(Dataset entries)
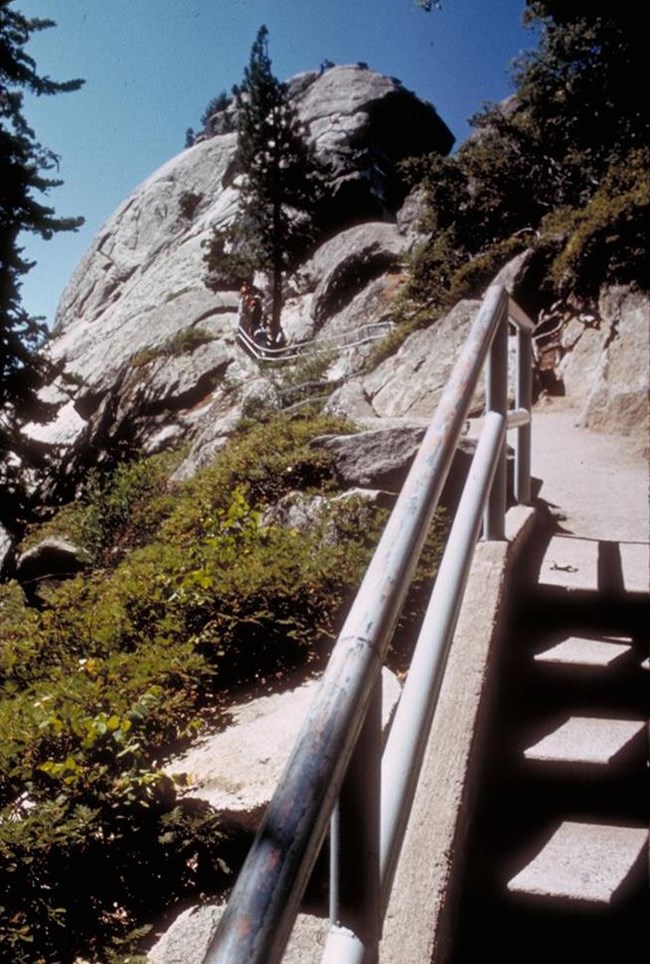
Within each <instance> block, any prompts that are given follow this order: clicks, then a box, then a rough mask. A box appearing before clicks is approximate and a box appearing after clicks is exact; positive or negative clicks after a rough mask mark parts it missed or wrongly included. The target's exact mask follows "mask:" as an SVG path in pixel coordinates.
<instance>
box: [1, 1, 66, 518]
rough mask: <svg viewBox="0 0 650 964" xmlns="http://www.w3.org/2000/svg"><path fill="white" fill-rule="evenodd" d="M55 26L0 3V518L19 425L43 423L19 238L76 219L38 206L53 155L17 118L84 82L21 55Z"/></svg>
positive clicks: (1, 515)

● What you need to do
Return every line of the records above verbatim, omitting the pictures.

● Reply
Within each <instance> block, any prompts that are given follow this order: clicks, then a box, then a rough mask. A box appearing before clicks is approximate and a box appearing after clicks is exact; positive or negative clicks after a rough mask mark parts it missed or wrongly included. The target's exact mask follows "mask:" as an SVG path in pixel coordinates.
<instance>
box: [1, 1, 66, 518]
rough mask: <svg viewBox="0 0 650 964" xmlns="http://www.w3.org/2000/svg"><path fill="white" fill-rule="evenodd" d="M55 26L0 3V518L19 425L43 423L19 238L76 219L38 206L53 155L17 118L84 82L21 55Z"/></svg>
positive clicks: (1, 515)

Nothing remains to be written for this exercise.